(Document passage)
**********

13. Damage. Lessee shall be responsible for any loss of or damage to the
Equipment from any cause at all, whether or not insured, from the Equipment Acceptance Date.
If the Equipment is lost, stolen or damaged, Lessee will promptly notify the Lessor of such event.
In no event shall such loss or damage relieve Lessee of its obligations under this Agreement. In
the event of such loss or damage, Lessee, at its option, shall: (i) promptly repair the Equipment to
return it to good working order; or (ii) replace the Equipment with like Equipment of the same or
later model (upon the Lessor’s written approval), in good condition and working order, free and
clear of all liens and encumbrances and grant the Lessor the right to perfect its security interest in
the replacement Equipment and such replacement shall be substituted in this Agreement by
appropriate amendment; or (iii) pay the Lessor the replacement value, per Exhibit A, less any
rental payments previously paid.
14. Indemnification. Lessee shall indemnify, defend and hold the Lessor and its
regents, employees, students, agents and contractors harmless from all losses, liabilities, actions,
suits, judgments, obligations, fines, penalties, claims, costs and expenses (including reasonable
attorneys’ fees and investigative fees) arising out of the rental of the Equipment and all acts and
omissions related thereto.
15. Security Interests in the Equipment. In no event shall Lessee assert any
ownership interest in or to the Equipment. Lessee shall not grant or permit any person or
business entity to assert a security or other interest in the Equipment. At all times during the
Term, Lessee shall ensure that the Equipment is identified as being owned by the Lessor.

16. Limitations of Damages and Remedies. Even if advised of the possibility of such
damages, in no event shall the Lessor be liable for (i) personal injury or property damages, or
(ii) lost profits, work stoppage, lost data, or any other special, indirect or consequential damages
of any kind. In the event of the Lessor’s breach or failure to perform any obligation under this
Agreement, the Lessor’s entire liability and the Lessee’s exclusive remedy shall be, at the
Lessor’s option, either (i) return of the monetary consideration paid to the Lessor under this
Agreement, or (ii) the Lessor’s performance of any obligation that failed to satisfy the terms of
this Agreement, including the repair of any damaged or defective Equipment.
17. Disclaimer of Warranties. The Lessor disclaims and excludes all warranties,
express and implied, including, but not limited to, the implied warranties of merchantability and
fitness for a particular purpose, concerning the Equipment leased under this Agreement. The
Parties acknowledge and agree the Equipment shall be leased and accepted “AS IS” with all
18. Personal Property. The Equipment is and shall at all times be and remain
personal property, notwithstanding that the Equipment, or any part thereof, may now be or

hereafter become in any manner affixed or attached to or embedded in or permanently rested
upon real property or any building thereon or attached in any manner to what is permanent by
any means of cement, plaster, nails, bolts, screws or otherwise.

**********

(Position annotation records)
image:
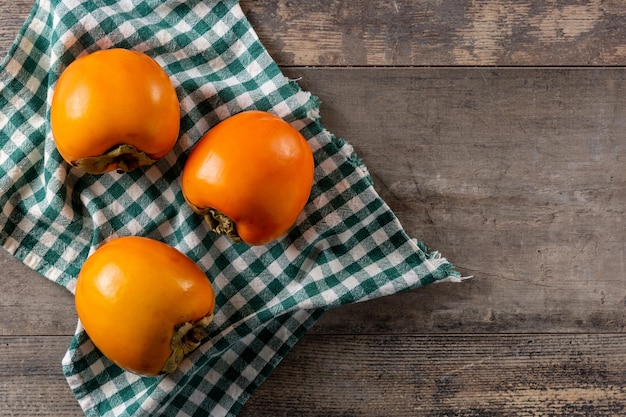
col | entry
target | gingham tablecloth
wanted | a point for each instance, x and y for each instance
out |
(347, 245)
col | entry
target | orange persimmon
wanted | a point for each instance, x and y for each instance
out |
(114, 109)
(250, 176)
(144, 304)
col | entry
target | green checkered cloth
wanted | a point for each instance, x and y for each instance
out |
(347, 245)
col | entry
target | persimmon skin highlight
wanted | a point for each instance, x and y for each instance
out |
(132, 296)
(255, 170)
(110, 98)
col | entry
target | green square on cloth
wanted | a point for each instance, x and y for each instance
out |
(347, 245)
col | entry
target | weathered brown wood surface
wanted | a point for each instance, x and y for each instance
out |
(516, 174)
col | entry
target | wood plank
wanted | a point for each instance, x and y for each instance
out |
(381, 375)
(31, 378)
(517, 375)
(31, 304)
(516, 175)
(426, 33)
(433, 32)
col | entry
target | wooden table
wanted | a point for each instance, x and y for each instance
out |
(496, 130)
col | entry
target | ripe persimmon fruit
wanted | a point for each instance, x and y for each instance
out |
(250, 176)
(114, 109)
(144, 304)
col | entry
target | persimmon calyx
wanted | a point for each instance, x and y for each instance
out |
(218, 222)
(186, 339)
(123, 158)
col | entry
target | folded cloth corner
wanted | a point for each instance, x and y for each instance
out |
(347, 246)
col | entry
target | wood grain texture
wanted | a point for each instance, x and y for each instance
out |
(434, 32)
(515, 174)
(385, 375)
(451, 376)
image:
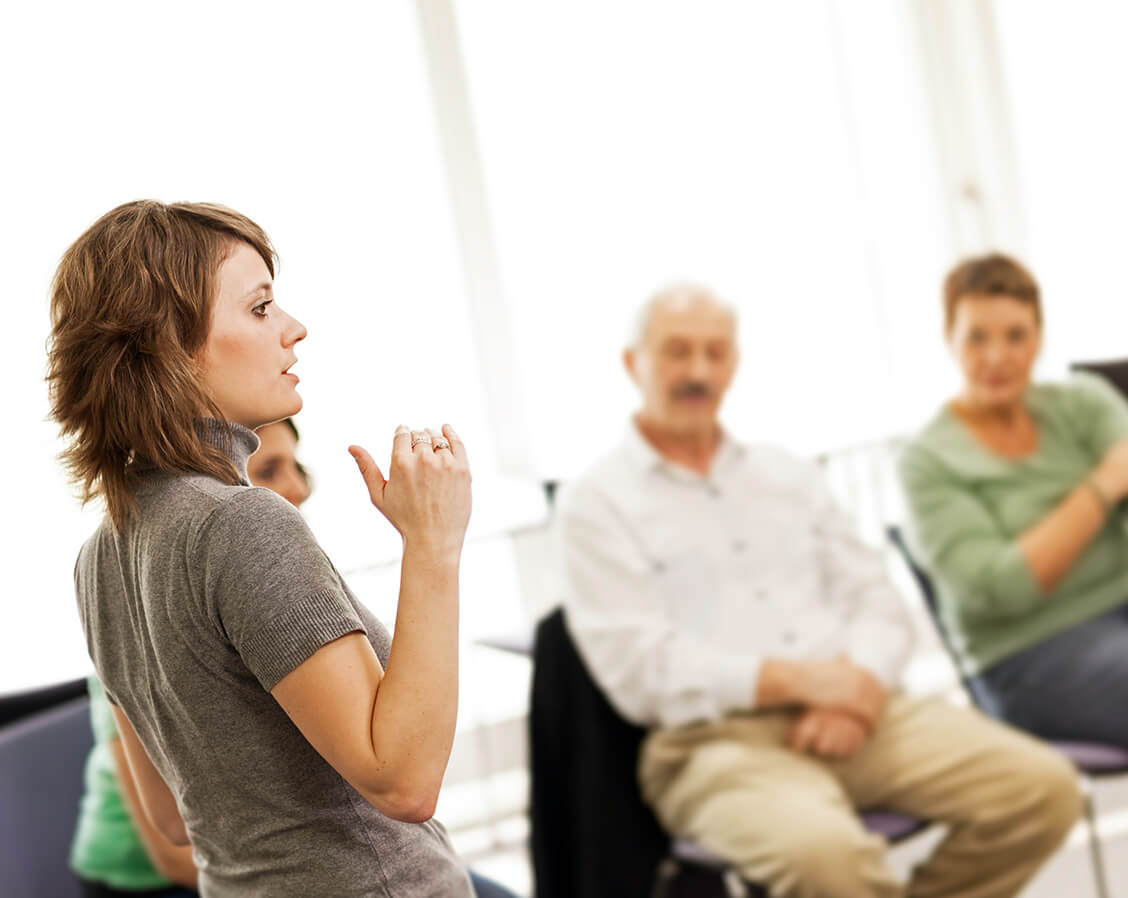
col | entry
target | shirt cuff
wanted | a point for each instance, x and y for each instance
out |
(738, 683)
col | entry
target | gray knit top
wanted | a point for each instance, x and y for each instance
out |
(192, 613)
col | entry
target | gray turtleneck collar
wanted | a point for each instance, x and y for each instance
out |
(234, 440)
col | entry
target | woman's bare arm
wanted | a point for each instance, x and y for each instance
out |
(389, 732)
(1055, 544)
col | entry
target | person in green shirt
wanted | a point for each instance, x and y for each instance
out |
(1015, 505)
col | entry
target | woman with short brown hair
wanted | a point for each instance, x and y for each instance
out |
(1015, 493)
(255, 696)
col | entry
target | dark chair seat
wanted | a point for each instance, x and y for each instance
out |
(42, 758)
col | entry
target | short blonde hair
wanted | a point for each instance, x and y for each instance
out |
(990, 275)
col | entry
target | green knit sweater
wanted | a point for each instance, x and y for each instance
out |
(968, 505)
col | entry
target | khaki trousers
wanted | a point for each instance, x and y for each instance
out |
(789, 820)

**********

(Required task 1) According to the equipment lease terms, from what date is the Lessee responsible for loss of or damage to the Equipment?
(Required task 2) Extend the equipment lease terms past their final sentence.

(Result 1) From the Equipment Acceptance Date.

(Result 2)
19. General Provisions.
19.1 Entire Agreement; Amendment. This Agreement (including all attached or
referenced exhibits, addenda and schedules) is intended by the Parties as the final
and binding expression of their agreement and as the complete and exclusive
statement of its terms. This Agreement cancels, supersedes and revokes all prior
negotiations, representations and agreements between the Parties, whether written
or oral, relating to the subject matter of this Agreement. The terms and conditions
of any purchase order or similar document submitted by Lessee in connection with
this Agreement shall not be binding upon the Lessor. This Agreement may be
amended only in writing duly executed by all Parties.
19.2 Assignment. This Agreement may not be assigned by a Party without the prior
written consent of the other Party. Any assignment attempted to be made in
violation of this Agreement shall be void. In the event of any assignment, Lessee
shall remain responsible for its performance and liable for assignee’s performance.
19.3 Force Majeure. No Party to this Agreement shall be responsible for any delays or
failure to perform any obligation under this Agreement due to acts of God, strikes
or other disturbances, including, without limitation, war, insurrection, embargoes,
governmental restrictions, acts of governments or governmental authorities, and
any other cause beyond the control of such party. During an event of force
majeure, the Parties’ duty to perform obligations shall be suspended.
19.4 Governing Law; Consent to Jurisdiction. The internal laws of the state of Nevada
shall govern the validity, construction and enforceability of this Agreement,
without giving effect to its conflict of laws principles. All suits, actions, claims and
causes of action relating to the construction, validity, performance and enforcement
of this Agreement shall be in the courts of Henderson County, Nevada.
19.5 Independent Contractor. In the performance of their obligations under this
Agreement, the Parties shall be independent contractors, and shall have no other
legal relationship, including, without limitation, joint venturers, or employees.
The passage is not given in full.